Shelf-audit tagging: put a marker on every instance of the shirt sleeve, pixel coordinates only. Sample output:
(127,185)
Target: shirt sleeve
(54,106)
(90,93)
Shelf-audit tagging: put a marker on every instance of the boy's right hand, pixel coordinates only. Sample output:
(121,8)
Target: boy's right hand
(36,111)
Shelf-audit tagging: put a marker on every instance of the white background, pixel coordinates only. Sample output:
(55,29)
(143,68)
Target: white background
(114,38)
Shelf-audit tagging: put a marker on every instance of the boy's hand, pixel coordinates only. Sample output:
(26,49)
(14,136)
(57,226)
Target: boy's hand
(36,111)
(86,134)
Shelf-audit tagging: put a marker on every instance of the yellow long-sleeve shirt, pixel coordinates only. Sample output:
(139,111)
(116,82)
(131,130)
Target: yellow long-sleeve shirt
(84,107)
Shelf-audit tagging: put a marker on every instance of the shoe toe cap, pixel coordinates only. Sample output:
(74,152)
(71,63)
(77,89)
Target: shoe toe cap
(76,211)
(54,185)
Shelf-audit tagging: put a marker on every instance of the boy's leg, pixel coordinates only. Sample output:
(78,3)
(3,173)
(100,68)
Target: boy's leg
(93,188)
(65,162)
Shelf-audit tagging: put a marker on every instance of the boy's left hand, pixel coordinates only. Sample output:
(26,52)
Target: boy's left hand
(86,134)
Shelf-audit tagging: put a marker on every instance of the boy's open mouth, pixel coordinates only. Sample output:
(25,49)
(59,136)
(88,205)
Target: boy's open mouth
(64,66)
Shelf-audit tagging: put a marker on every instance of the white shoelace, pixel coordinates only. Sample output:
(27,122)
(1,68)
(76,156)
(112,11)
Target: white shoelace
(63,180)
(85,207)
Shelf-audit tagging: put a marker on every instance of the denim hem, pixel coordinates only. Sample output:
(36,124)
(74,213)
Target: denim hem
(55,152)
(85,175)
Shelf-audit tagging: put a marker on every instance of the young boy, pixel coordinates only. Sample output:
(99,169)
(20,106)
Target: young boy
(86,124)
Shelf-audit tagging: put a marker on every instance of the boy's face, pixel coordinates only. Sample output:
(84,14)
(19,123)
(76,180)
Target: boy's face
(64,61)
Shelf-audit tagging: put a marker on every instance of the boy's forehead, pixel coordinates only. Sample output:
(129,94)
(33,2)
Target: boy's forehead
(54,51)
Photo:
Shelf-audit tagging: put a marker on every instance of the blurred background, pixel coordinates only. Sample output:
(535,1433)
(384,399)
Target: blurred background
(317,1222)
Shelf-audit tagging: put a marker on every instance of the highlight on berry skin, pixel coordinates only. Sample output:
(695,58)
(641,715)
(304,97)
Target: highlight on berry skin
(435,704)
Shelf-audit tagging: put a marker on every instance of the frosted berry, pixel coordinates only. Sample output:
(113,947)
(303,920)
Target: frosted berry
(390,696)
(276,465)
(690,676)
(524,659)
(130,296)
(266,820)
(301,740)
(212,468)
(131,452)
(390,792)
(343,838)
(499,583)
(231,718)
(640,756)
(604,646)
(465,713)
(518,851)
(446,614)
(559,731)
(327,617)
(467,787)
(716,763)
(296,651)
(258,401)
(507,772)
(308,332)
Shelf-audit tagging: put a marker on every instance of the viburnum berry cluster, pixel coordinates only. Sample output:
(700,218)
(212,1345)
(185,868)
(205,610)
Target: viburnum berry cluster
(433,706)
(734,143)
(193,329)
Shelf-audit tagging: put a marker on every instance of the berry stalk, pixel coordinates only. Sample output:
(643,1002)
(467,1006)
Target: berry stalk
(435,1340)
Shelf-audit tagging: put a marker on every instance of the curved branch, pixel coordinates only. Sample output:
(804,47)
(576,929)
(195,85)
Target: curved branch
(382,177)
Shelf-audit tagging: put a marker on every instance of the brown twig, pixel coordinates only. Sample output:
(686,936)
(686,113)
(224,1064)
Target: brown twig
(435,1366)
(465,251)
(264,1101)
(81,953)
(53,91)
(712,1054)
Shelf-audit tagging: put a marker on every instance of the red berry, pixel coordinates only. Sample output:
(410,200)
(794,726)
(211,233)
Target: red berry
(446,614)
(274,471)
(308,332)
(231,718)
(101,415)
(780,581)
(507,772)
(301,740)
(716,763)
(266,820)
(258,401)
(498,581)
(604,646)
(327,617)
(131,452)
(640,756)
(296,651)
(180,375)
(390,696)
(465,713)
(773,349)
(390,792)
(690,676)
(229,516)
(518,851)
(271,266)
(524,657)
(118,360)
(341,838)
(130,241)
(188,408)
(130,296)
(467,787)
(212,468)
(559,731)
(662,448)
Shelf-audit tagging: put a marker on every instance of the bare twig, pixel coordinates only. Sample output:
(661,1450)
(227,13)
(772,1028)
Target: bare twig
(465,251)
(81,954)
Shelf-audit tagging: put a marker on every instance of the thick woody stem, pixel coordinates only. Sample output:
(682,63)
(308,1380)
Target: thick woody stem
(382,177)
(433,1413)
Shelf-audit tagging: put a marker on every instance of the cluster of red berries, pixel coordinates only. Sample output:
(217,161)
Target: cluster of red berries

=== Problem requirements ===
Set down, unchanged, the line that contains "of the curved" together with every later line in the records, through the last one.

=== Output ===
Shelf-audit tagging: put a marker on every instance of the curved branch, pixel coordinates only. Sample output:
(804,47)
(576,929)
(195,85)
Target: curved branch
(382,177)
Shelf-audit tagging: put a marker on every instance of the brown twig, pixel coordinates only. Sample output:
(686,936)
(686,113)
(224,1064)
Target: brown twig
(435,1366)
(465,251)
(264,1101)
(81,953)
(53,91)
(712,1054)
Shelf-audit tagging: put a marker on every instance of the red berry, pixel coordinates only. Sample output:
(410,200)
(794,726)
(211,233)
Target: red berry
(446,614)
(274,471)
(308,332)
(231,718)
(101,415)
(780,581)
(507,772)
(301,740)
(716,763)
(266,820)
(258,401)
(498,581)
(604,646)
(327,617)
(131,452)
(640,756)
(296,651)
(180,375)
(390,696)
(465,713)
(773,349)
(390,792)
(690,676)
(229,516)
(518,851)
(271,266)
(524,657)
(118,360)
(341,838)
(130,241)
(188,408)
(130,296)
(467,787)
(212,468)
(559,731)
(662,448)
Shelf-audit tagging: put a marker on every instance of the bare twig, pixel coordinates only. Sample output:
(661,1450)
(227,13)
(772,1028)
Target: bare twig
(465,251)
(81,954)
Shelf-audit tagging: put a marker on every instance of the thick woody stem, pixel coordinates only. Sample output:
(682,63)
(308,1380)
Target: thick woody stem
(382,177)
(433,1413)
Shelf-audit tagging: put a marker on every instance of the cluster of red berries, pixel coordinates only. Sample output:
(217,161)
Target: cluster of red berries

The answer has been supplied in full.